■ **EXPLORE THE MATERIAL**:
[1] Which activities does the hearing-aid piece say older folk have had to learn to do online or through an app?
[2] In the hearing-aid piece, swap "shingle" for "signage" and give the stretch from "So what differentiators" through "as a baseline." again.

··· SOURCE TEXT

It seems to have been my role for years to challenge thinking in audiology, when I am just passionate about helping people to be able to hear better, and using good science, technology and services to achieve that. Which is why, years ago now, we started Blamey Saunders. I postulate that we audiologists might actually be reinforcing the perceived stigma of using hearing aids by being overly therapeutic and medical. In an era when older folk have had to learn to book anything and everything online (even a doctor’s appointment), need an App to get a taxi or a rideshare, order our food via the QR code at our table, and do our banking, we can surely trust them to set up and use hearing aids, as long as they are designed to be easy (Blamey Saunders used an end to end technology model that made it easy to self test and self fit. The hearing aid sound processing was designed to sound good and be easy to use. And our tele-audiologists were trained in customer service.
So we should be making getting hearing aids easy and not depressingly therapeutic. As our designer, Dr Leah Heiss said “Desirability, not disability”. Of course some people with hearing loss need more help than others. And the data indicates that they are the people with more severe hearing difficulties, complicated hearing issues, and people with more than one health problem. So why are we expecting people who just have a bit of difficulty hearing to respond to a very medical sounding model. Someone may want to hear a bit better, but the concept of “needing rehabilitation” is probably enough to send your average 50 to 60 year old running away. So why are we promoting as though everyone is an invalid, when what the majority need is good customer service, for which informational counselling is an overly posh word.
So what differentiators should a hearing aid audiologist advertise? My view is that it should be benefits that reflect obvious value to the customer – things like cutting edge knowledge of the latest research in hearing and hearing devices; knowledge of research in the wide variety of devices and treatments available today. Few audiologists say this on their shingle.
What should the consumer with mild hearing difficulties expect: – Good value? Clear instructions? A differential diagnosis? I’d suggest, all of those. But let’s not burden people with the expectation that they need to be “rehabilitated”. And don’t let me start on “Person centred care” – which is what everyone in healthcare should be doing as a baseline.

······
··· ENTRIES PROVIDED

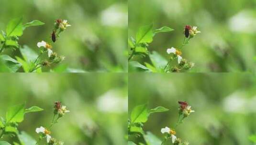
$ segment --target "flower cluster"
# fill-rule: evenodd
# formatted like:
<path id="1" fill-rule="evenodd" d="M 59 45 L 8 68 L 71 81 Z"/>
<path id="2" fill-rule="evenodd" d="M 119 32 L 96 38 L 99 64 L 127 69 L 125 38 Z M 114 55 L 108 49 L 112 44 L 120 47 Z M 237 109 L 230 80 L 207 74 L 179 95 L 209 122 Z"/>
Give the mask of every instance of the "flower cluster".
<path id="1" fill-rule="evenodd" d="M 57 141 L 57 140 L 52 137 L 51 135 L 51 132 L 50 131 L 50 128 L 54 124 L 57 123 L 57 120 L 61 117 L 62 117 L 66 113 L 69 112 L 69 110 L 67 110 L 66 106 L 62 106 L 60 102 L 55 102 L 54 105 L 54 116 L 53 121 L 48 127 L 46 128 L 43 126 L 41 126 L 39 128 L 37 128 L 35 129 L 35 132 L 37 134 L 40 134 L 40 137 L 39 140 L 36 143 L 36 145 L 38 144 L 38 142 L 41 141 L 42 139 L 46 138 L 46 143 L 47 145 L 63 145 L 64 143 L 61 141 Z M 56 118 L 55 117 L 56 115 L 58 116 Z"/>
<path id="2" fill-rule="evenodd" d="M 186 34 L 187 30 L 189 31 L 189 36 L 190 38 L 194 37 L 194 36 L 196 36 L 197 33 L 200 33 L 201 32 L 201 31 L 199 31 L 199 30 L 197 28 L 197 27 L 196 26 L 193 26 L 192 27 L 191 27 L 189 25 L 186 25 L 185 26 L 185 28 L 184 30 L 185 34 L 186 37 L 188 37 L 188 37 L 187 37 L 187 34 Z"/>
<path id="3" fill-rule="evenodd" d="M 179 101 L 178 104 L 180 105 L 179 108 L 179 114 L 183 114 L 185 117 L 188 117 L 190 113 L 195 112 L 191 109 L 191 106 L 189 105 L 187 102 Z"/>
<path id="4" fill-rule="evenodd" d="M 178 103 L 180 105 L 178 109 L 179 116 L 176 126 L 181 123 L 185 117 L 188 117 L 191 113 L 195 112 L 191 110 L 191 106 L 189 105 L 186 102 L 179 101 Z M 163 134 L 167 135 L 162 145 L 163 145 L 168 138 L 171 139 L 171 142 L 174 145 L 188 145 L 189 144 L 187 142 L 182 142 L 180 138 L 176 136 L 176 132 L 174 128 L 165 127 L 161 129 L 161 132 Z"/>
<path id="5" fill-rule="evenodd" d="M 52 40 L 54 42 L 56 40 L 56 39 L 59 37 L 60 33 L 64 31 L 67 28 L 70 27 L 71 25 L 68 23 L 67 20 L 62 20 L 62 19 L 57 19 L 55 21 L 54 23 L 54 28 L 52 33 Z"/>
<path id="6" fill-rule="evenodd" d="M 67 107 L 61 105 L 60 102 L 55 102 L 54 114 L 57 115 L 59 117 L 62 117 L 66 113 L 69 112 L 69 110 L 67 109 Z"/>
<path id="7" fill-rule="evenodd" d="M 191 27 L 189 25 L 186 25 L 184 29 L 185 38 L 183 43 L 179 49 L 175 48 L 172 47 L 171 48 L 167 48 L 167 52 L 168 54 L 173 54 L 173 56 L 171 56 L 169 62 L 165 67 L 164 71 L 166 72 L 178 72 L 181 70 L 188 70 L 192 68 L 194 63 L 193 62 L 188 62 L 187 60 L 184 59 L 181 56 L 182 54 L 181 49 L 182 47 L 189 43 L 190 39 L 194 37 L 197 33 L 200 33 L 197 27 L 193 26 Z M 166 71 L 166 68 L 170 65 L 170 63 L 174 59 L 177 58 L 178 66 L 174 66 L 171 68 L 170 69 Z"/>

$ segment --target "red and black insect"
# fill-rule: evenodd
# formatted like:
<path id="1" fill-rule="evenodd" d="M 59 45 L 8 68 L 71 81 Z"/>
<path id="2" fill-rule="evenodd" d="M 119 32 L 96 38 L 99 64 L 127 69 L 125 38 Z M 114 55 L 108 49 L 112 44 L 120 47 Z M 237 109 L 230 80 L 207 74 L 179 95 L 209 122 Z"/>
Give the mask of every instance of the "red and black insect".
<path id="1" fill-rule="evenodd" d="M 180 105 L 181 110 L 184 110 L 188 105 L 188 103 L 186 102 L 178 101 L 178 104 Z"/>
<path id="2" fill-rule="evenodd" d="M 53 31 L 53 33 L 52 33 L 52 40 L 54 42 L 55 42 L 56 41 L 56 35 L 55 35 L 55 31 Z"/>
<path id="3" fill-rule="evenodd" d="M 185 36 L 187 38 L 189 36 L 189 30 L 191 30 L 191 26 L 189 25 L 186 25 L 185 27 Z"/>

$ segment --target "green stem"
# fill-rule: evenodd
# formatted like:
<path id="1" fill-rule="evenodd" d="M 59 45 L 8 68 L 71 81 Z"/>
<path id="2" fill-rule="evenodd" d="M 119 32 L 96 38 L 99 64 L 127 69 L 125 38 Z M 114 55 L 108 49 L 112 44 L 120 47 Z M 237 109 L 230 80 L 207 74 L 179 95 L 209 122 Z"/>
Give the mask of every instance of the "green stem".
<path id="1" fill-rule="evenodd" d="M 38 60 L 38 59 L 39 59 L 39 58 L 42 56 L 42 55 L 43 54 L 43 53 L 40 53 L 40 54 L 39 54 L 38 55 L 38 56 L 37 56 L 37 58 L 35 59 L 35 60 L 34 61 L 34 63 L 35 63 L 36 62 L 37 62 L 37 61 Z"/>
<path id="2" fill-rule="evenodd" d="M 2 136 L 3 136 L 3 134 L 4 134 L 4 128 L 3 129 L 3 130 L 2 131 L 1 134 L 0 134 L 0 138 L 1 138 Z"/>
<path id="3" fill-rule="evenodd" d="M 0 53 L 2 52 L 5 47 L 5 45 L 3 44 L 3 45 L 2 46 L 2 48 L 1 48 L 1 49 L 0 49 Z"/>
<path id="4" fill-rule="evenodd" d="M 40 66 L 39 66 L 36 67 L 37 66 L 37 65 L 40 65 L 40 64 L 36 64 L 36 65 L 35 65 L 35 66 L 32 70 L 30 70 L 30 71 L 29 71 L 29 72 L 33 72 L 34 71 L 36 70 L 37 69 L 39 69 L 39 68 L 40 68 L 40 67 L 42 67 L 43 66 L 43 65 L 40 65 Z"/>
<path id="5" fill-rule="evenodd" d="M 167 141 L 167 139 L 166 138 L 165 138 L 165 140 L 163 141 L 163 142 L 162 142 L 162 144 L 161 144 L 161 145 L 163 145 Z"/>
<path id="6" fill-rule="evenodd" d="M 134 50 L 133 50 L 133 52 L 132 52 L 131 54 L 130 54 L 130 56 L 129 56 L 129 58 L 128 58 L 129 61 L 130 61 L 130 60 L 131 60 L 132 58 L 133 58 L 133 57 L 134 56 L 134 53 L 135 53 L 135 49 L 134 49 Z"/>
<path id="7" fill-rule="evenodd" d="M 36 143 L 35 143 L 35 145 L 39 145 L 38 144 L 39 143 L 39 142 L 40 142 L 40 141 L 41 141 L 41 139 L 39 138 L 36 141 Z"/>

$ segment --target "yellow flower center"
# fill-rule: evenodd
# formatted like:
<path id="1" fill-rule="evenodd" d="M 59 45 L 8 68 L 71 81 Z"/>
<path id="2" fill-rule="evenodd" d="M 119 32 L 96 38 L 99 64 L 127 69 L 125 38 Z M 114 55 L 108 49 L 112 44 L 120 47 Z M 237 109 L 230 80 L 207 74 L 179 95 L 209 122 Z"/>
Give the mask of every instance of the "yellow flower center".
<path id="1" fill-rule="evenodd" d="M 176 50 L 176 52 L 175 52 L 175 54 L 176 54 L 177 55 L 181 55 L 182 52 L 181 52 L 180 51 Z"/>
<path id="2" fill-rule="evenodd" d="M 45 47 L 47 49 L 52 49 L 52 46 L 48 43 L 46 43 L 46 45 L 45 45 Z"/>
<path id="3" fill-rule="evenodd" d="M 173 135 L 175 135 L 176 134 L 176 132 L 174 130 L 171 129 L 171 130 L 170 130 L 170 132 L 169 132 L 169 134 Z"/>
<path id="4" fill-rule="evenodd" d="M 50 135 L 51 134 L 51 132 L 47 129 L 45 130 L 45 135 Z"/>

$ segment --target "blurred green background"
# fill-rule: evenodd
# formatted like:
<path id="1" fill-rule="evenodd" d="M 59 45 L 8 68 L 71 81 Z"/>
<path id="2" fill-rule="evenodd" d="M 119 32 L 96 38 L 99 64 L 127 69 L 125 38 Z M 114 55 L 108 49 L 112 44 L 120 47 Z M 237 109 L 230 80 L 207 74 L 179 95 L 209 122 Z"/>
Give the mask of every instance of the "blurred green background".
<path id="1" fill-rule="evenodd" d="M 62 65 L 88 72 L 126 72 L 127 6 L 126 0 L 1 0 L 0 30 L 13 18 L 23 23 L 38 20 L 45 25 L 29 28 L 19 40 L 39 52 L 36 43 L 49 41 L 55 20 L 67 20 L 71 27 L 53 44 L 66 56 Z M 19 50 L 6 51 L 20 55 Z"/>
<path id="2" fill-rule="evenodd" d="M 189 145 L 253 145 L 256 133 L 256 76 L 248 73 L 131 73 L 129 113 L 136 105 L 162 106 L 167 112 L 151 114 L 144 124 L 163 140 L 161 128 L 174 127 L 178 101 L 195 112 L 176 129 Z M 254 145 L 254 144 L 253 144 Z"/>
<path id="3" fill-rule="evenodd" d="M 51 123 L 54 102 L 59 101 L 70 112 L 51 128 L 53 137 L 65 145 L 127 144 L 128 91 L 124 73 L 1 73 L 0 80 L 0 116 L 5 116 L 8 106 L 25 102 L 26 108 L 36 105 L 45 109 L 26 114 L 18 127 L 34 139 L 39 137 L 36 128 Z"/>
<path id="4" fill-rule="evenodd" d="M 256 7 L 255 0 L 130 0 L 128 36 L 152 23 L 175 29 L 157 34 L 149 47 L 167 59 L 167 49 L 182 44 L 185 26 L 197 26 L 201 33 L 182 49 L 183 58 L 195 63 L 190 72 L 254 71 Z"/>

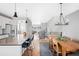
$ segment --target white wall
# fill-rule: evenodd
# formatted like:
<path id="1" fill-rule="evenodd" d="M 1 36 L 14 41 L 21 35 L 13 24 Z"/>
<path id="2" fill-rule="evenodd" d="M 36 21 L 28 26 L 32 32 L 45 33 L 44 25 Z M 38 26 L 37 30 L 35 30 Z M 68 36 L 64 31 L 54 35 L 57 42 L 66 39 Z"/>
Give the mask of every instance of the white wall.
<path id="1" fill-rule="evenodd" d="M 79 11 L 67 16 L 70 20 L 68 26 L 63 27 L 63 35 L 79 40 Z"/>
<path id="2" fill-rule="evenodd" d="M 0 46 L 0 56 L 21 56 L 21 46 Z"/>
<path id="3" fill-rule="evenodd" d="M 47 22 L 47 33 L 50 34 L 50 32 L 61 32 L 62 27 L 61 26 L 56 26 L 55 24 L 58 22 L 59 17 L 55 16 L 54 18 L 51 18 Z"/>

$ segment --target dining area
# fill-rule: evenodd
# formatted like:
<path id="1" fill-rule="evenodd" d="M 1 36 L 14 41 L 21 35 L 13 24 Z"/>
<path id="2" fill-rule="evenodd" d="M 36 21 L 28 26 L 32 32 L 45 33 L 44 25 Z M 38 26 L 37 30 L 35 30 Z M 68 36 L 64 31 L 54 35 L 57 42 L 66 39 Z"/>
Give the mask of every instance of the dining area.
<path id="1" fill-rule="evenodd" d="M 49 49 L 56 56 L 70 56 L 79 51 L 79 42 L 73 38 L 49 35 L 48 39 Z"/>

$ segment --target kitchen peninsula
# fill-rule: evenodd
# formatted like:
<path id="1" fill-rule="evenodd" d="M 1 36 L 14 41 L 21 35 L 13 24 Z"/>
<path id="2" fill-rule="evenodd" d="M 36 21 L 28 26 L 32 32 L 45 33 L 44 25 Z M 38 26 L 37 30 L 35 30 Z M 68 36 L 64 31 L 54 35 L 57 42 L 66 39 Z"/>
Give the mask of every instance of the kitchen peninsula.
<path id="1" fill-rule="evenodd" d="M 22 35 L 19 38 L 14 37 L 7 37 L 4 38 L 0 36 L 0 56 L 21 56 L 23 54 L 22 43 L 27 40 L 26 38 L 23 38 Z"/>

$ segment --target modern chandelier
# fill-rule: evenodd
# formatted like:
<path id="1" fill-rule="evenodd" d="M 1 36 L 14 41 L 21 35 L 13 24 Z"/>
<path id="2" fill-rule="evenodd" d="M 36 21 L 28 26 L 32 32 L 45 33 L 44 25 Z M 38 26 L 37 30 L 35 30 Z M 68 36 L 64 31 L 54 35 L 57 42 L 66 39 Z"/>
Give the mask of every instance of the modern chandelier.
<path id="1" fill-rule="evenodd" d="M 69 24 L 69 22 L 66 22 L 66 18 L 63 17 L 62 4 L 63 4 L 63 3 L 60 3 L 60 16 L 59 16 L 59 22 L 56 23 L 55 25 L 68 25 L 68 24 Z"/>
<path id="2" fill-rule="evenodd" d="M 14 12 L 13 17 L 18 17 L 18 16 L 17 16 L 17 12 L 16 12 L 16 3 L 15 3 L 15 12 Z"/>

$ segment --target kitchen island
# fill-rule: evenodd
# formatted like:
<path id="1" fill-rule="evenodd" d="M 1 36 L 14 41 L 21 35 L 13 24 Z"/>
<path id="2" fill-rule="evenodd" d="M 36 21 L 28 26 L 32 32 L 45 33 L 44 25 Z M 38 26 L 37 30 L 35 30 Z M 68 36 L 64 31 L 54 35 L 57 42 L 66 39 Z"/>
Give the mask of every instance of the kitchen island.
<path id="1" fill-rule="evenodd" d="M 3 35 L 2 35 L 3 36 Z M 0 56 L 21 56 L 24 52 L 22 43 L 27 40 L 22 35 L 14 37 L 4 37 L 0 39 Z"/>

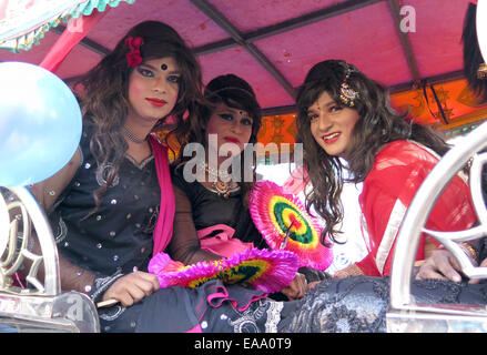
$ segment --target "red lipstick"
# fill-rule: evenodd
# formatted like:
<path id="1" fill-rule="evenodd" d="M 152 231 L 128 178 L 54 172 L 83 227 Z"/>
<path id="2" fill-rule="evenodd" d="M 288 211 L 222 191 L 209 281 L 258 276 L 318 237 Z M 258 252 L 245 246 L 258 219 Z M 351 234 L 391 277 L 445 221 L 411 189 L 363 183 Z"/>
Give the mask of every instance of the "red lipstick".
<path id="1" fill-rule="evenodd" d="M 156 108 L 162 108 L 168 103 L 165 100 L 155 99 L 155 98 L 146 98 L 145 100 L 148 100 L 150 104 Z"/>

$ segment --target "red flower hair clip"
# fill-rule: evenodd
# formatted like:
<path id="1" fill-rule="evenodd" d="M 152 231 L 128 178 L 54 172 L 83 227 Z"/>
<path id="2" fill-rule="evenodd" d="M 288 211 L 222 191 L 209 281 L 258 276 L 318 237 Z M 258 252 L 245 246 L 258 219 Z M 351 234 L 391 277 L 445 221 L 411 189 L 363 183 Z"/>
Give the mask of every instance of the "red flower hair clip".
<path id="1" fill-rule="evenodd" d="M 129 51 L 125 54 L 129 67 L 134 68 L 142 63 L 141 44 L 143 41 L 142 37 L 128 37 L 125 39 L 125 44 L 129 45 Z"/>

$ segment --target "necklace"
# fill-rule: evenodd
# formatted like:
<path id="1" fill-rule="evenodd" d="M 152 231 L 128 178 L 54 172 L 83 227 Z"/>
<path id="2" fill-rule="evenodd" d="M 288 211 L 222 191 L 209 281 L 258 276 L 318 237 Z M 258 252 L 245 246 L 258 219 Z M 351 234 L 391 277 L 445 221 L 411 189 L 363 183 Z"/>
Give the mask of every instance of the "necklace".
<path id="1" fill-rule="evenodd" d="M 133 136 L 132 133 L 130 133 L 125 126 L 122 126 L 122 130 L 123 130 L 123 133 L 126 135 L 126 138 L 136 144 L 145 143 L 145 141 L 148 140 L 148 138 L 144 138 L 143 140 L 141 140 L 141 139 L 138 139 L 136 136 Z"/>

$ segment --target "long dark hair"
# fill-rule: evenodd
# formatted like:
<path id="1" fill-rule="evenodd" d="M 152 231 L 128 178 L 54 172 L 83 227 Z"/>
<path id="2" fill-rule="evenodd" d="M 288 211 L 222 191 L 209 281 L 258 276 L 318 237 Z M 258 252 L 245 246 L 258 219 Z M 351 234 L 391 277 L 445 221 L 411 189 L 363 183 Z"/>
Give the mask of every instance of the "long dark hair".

······

■ **SOLUTIONS TO THE TASKS**:
[1]
- Book anything and everything online, even a doctor's appointment
- Use an App to get a taxi or a rideshare
- Order food via the QR code at the table
- Do their banking

[2]
So what differentiators should a hearing aid audiologist advertise? My view is that it should be benefits that reflect obvious value to the customer – things like cutting edge knowledge of the latest research in hearing and hearing devices; knowledge of research in the wide variety of devices and treatments available today. Few audiologists say this on their signage.
What should the consumer with mild hearing difficulties expect: – Good value? Clear instructions? A differential diagnosis? I’d suggest, all of those. But let’s not burden people with the expectation that they need to be “rehabilitated”. And don’t let me start on “Person centred care” – which is what everyone in healthcare should be doing as a baseline.